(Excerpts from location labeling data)

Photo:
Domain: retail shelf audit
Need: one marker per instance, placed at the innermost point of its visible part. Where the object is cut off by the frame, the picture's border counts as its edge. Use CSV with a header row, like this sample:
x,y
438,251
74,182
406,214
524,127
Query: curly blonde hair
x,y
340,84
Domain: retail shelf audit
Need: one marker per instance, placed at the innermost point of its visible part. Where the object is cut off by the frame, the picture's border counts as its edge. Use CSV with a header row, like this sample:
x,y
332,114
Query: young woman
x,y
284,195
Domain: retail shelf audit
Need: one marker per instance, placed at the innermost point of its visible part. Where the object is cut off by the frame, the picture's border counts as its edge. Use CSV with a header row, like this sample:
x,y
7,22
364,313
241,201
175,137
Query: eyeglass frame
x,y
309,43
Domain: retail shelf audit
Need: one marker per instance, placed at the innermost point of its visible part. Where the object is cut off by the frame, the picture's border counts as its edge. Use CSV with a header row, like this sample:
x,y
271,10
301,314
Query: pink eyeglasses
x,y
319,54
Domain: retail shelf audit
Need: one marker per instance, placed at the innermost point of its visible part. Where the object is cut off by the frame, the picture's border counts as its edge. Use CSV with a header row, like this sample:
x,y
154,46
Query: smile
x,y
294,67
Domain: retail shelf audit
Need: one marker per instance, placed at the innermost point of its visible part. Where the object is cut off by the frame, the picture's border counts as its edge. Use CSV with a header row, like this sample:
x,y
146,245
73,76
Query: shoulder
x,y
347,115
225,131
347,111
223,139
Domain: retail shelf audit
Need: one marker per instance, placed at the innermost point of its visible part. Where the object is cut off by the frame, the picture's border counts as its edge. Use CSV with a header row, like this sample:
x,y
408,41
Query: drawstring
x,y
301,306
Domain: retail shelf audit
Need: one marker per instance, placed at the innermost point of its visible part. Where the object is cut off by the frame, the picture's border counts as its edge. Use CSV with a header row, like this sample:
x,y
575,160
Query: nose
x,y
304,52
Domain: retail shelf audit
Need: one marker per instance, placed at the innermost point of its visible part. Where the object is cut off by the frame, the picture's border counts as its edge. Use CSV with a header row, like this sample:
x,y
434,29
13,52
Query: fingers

== GOAL ==
Pick out every line in the entries above that contains the string "Query", matching case exactly.

== ANSWER TO THIS PROBLEM ==
Query: curly blonde hair
Query: young woman
Query: eyeglass frame
Query: pink eyeglasses
Query: smile
Query: shoulder
Query: drawstring
Query: nose
Query: fingers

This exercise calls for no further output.